» **TEXT SHOWN**
================

Big part of data science is data cleaning - right, fellow data janitors? Our example DHS model dataset has been already cleaned (Thank you, the DHS Program!), but let’s assume that we need to clean it even more. Below I list select data cleaning tasks that I had to do with other datasets.

2.2.1 Change variable names to lower case.

Strong personal preference, but I change all variables using only lower case. Whenever I type using both lower and upper cases, there are always errors from mixing cases.

rename *, lower

names(dta)<-tolower(names(dta))

2.2.2 Drop all-missing variables

Keep variables if at least one value exists. In other word, drop variables if all values are missing.

In DHS, some variables are country-specific. These will be still included in the dataset and will have missing in all observations.

missings dropvars * , force

dta <- dta[ ,colSums(is.na(dta))<nrow(dta)]

Now, there are still 8348 observations but only 166 in the practice dataset.

2.2.3 Impute for missing values

In this example, let’s use the national average using non-missing observations.

set seed 123
    
        *#create random numbers ranging 0-1
        gen random_number = runiform()
        
        gen age = v012 
        
        *#create age with missing in 20% of observations 
        gen age_with_missing = age 
        replace age_with_missing = . if random_number<0.2
        
        *#create age with imputed values for missing 
        gen age_with_impute = age_with_missing 
        egen temp=mean(age_with_missing)
        replace age_with_impute = temp if age_with_impute==.                            
    *"Compare distributions of the three age variables"
    sum *age*
    capture drop temp *age*

set.seed(123)

dtatest <- dta %>% 
    mutate(
        #create random numbers ranging 0-1
        random_number = runif(nrow(dta), 0, 1),   
        
        age = v012, 
        
        #create age with missing in 20% of observations 
        age_with_missing = age, 
        age_with_missing = replace(age_with_missing,
                                   random_number<0.2, 
                                   NA), 
        
        #create age with imputed values for missing 
        age_with_impute = age_with_missing, 
        age_with_impute = replace(age_with_impute, 
                                  is.na(age_with_impute)==TRUE, 
                                  mean(age_with_missing, na.rm=TRUE))

================

» **DATA UNDER STUDY**
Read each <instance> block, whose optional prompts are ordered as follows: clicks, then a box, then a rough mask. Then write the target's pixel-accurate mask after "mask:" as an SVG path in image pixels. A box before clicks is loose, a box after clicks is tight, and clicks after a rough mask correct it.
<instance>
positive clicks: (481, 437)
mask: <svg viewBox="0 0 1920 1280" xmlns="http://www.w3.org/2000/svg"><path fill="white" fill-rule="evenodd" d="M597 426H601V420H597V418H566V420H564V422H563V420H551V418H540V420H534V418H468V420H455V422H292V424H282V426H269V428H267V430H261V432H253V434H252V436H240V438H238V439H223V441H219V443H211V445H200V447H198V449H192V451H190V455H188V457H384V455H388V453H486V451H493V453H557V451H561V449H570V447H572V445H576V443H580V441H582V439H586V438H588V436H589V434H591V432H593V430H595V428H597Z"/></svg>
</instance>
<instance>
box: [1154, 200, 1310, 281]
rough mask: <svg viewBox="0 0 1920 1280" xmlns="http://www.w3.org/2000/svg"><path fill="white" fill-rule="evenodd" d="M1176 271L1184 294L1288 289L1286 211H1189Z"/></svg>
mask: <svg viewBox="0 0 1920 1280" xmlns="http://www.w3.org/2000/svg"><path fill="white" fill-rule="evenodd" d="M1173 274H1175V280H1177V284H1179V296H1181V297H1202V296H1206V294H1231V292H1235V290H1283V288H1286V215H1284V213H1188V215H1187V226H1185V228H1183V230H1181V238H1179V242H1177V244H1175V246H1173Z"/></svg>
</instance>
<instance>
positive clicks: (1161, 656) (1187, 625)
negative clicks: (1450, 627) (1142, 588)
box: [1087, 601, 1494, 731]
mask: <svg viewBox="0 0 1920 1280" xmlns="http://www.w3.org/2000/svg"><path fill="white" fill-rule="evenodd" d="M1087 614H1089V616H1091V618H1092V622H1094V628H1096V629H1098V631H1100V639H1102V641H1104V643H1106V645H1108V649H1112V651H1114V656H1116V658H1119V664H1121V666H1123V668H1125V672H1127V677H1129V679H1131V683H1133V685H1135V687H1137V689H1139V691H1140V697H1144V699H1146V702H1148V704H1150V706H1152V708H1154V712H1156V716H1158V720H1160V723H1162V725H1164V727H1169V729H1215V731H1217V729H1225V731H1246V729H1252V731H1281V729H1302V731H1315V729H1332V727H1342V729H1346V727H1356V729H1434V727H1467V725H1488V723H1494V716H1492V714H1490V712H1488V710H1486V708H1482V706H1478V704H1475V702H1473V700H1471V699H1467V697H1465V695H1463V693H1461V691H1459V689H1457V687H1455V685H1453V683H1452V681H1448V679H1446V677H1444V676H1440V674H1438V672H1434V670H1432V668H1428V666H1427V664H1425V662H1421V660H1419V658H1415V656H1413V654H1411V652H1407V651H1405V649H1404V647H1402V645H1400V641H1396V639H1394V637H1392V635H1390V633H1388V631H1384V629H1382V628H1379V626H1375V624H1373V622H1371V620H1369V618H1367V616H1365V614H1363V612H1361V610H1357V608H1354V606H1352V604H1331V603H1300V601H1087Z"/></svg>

================

» **TASK REQUIREMENTS**
Transcribe the part of the data cleaning text between "Strong personal preference, but" and "names(dta)<-tolower(names(dta))", inclusive. Answer using only the data cleaning text.

» **EXERCISE SOLUTION**
Strong personal preference, but I change all variables using only lower case. Whenever I type using both lower and upper cases, there are always errors from mixing cases.

rename *, lower

names(dta)<-tolower(names(dta))